Directions: Please list every line of the records that follow containing the word "below", copying each line in full. Match case exactly.

------ Source records

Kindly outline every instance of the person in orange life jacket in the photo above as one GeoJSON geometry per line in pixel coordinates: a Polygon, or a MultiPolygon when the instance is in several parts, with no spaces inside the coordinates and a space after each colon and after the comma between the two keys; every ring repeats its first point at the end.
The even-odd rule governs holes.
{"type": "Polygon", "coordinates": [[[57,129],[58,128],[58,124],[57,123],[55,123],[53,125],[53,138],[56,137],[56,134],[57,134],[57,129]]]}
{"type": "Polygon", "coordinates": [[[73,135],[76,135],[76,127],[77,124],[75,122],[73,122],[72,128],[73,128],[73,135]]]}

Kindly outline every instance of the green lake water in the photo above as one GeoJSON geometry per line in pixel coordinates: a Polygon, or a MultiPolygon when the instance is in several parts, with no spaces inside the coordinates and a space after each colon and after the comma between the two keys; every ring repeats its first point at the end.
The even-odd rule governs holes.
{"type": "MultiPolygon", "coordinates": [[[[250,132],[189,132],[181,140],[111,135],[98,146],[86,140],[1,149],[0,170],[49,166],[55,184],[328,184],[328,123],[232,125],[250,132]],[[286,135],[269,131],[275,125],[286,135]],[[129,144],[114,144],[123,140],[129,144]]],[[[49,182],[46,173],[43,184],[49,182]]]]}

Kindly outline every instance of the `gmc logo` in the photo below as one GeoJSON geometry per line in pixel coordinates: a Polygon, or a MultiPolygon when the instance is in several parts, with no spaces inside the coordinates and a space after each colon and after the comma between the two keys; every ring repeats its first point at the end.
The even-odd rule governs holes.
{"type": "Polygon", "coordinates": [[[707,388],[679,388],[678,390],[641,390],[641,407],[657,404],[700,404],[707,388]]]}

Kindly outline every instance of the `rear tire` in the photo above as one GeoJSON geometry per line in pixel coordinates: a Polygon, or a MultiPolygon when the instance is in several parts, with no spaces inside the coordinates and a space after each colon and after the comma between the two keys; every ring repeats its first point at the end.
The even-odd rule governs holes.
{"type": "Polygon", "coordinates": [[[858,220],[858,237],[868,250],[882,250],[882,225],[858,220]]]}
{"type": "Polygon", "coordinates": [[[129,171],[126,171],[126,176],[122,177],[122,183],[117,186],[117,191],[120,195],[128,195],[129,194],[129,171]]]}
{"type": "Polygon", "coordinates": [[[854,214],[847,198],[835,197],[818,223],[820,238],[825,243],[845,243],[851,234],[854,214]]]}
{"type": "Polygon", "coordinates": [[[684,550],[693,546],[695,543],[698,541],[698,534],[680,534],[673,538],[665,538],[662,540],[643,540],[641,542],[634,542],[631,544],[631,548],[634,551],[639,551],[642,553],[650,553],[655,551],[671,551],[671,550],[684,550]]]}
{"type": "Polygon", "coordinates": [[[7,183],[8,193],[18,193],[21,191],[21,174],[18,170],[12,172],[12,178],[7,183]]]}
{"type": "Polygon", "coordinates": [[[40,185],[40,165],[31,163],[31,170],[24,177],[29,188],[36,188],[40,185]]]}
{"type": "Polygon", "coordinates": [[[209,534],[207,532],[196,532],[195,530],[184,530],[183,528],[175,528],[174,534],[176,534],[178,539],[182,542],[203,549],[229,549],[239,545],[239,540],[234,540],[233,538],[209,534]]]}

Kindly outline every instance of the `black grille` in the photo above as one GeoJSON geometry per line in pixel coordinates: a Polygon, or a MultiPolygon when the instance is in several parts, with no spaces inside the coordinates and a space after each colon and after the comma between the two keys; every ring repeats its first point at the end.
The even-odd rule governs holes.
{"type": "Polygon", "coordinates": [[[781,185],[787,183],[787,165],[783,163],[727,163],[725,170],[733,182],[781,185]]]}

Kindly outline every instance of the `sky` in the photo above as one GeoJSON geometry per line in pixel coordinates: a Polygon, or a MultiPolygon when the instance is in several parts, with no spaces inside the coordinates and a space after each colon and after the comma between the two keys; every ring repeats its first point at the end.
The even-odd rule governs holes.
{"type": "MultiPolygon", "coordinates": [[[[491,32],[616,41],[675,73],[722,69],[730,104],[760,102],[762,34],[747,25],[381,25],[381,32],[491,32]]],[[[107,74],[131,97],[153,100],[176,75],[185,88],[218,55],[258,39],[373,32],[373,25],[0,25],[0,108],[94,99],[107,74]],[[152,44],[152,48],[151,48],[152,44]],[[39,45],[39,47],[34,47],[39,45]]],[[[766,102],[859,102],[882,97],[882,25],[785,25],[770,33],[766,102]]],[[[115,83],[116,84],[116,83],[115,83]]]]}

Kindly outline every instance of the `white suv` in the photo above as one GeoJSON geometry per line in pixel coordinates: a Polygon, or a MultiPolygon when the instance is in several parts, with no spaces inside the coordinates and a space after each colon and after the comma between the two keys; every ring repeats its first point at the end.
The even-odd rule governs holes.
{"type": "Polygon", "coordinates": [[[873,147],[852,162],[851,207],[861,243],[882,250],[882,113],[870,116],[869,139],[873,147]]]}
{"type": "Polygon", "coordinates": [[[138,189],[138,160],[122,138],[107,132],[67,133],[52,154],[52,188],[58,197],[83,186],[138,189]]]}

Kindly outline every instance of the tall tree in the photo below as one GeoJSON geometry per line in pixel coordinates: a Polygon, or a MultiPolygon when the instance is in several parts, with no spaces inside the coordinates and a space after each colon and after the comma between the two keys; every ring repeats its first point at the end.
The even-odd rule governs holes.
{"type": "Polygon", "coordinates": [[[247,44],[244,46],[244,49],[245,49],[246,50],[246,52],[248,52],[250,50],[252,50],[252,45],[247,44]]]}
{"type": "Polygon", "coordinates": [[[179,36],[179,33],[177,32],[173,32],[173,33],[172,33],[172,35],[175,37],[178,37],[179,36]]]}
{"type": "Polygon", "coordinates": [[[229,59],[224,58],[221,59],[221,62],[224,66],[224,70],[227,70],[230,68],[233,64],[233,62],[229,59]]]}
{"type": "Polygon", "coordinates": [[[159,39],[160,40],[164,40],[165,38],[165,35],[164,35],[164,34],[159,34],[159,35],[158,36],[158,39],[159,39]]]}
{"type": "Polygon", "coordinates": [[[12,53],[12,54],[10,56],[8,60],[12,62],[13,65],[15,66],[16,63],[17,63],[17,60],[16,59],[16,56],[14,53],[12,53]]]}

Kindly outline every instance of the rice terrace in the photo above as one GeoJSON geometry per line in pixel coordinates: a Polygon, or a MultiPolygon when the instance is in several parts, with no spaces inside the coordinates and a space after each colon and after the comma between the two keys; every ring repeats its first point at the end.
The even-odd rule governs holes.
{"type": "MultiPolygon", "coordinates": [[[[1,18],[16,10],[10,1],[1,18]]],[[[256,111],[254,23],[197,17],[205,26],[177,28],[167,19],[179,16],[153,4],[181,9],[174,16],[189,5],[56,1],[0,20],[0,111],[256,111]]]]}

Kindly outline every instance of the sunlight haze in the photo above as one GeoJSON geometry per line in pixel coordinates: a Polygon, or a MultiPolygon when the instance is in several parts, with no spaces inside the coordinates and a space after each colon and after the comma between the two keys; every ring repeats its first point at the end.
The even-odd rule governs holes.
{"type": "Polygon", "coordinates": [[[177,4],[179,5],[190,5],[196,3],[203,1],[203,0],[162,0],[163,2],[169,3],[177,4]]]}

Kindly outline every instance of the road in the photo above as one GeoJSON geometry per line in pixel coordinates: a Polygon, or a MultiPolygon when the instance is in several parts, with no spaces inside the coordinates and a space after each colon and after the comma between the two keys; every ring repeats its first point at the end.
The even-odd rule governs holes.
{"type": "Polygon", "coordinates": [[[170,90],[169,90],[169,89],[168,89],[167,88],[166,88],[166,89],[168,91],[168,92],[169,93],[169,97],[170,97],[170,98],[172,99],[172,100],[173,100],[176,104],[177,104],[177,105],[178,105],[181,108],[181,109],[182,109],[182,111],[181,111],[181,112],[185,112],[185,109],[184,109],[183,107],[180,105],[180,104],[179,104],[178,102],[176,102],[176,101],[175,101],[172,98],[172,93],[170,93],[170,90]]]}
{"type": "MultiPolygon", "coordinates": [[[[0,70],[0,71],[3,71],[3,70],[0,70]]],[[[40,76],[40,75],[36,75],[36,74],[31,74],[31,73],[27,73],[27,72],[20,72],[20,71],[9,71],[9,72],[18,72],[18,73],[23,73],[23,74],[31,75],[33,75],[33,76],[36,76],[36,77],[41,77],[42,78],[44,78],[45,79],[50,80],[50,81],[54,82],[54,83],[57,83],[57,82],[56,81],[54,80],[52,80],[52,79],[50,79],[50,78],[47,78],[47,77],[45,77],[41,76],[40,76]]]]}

------------

Solution to this task:
Kindly outline every instance of the `gmc logo` in the photo below as one GeoJSON geometry per line in pixel coordinates: a Polygon, or a MultiPolygon when the instance is in several parts, with no spaces inside the coordinates and a space after each colon and after the comma between the two keys; every ring repeats its first point at the end.
Kindly outline every instance of the tall tree in the photo below as one GeoJSON geometry per line in pixel coordinates: a Polygon, or a MultiPolygon when the instance is in several parts, with no spaces inside the coordinates and a space after each colon and after the comma between the two keys; every ring repeats its first point at the end.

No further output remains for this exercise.